Iraqis: Worse Off Than Before the War?
Many believe that Iraqis are worse off now than before the U.S. invasion. Jeanne at Body and Soul has the details, found at Juan Cole and Chris Bertram. Crime, for example, has skyrocketed in Baghdad.
“Our morgue was designed to cope with between five and ten bodies a day,” explained Kais Hassan, the harrassed statistician whose job it is to record the capital’s suspicious deaths. He gestured into the open door of a refrigeration unit at the stomach-turning sight of tangled corpses inside, male and female, shaded with the brown and green hues of death. “Now we’re getting 20 to 30 in here a day. It’s a disaster.”
Figures compiled at the central mortuary, on file and indisputable, shine a light through the murk of estimate and rumour surrounding casualty rates in Iraq. Of the 6,635 suspicious deaths in Baghdad recorded this year at the city’s Medical-Legal Institute, the complex incorporating the central mortuary, more than 75 per cent were killed by a bullet. Stabbing is the next most common cause of death.
Those that work in the mortuary are divided as to whether things are worse now than under Saddam. Jeanne notes perceptively:
Saving Iraqi lives is a noble cause. But to justify continued war, you need to show how the result can reasonably be attained. Without that, all you have is brutality wrapped up in nice words -- which, if I recall, was pretty much the way this war began.

(Saved data entries)
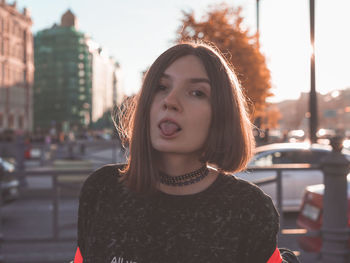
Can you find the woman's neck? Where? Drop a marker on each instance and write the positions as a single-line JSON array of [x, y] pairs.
[[174, 165]]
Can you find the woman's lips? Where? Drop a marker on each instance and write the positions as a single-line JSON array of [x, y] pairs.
[[169, 128]]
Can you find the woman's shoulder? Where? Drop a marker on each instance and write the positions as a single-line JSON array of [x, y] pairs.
[[102, 178], [248, 194]]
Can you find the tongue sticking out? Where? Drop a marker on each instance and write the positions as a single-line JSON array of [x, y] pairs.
[[169, 128]]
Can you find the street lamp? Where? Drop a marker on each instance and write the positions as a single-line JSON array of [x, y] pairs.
[[313, 121]]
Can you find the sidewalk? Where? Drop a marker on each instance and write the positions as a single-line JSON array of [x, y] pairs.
[[31, 217]]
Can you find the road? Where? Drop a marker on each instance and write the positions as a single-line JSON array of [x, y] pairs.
[[31, 218]]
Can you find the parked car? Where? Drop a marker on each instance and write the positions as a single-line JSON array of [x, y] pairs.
[[9, 185], [310, 216], [293, 181]]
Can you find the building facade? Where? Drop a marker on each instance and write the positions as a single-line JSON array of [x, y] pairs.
[[75, 80], [105, 77], [62, 86], [16, 69]]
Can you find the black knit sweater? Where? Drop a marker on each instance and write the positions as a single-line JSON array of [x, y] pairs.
[[231, 221]]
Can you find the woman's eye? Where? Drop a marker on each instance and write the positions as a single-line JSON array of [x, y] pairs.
[[161, 88], [197, 93]]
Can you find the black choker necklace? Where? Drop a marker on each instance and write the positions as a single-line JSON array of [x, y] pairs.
[[185, 179]]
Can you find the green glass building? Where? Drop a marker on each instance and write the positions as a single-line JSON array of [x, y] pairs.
[[62, 80]]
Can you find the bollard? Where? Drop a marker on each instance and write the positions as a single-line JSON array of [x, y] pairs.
[[20, 165], [335, 231]]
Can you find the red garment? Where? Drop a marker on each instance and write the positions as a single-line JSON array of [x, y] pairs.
[[275, 258], [78, 258]]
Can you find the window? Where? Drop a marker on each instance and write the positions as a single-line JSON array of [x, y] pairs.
[[20, 122], [11, 121]]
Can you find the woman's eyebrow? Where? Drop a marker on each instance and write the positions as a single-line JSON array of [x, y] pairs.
[[199, 80], [191, 80]]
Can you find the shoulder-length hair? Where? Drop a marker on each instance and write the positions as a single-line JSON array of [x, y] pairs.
[[230, 140]]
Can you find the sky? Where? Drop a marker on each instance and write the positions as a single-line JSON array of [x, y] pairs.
[[136, 32]]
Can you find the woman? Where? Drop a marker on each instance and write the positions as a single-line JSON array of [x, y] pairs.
[[174, 200]]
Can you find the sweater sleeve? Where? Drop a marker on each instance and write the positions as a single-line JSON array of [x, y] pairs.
[[91, 193], [261, 225]]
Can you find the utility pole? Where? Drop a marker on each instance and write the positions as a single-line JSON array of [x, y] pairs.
[[313, 120]]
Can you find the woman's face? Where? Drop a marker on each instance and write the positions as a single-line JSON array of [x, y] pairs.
[[181, 112]]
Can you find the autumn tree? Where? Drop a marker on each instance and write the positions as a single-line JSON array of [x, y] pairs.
[[223, 26]]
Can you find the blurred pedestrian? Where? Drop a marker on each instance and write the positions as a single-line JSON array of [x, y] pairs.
[[176, 199]]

> LIST OF TASKS
1. In the post on whether Iraqis are worse off than before the war, how many bodies a day was the Baghdad morgue designed to handle?
2. From the post on whether Iraqis are worse off than before the war, quote the stretch from "Figures compiled at" through "this war began.".

> SOLUTIONS IN ORDER
1. Between five and ten bodies a day.

2.
Figures compiled at the central mortuary, on file and indisputable, shine a light through the murk of estimate and rumour surrounding casualty rates in Iraq. Of the 6,635 suspicious deaths in Baghdad recorded this year at the city’s Medical-Legal Institute, the complex incorporating the central mortuary, more than 75 per cent were killed by a bullet. Stabbing is the next most common cause of death.
Those that work in the mortuary are divided as to whether things are worse now than under Saddam. Jeanne notes perceptively:
Saving Iraqi lives is a noble cause. But to justify continued war, you need to show how the result can reasonably be attained. Without that, all you have is brutality wrapped up in nice words -- which, if I recall, was pretty much the way this war began.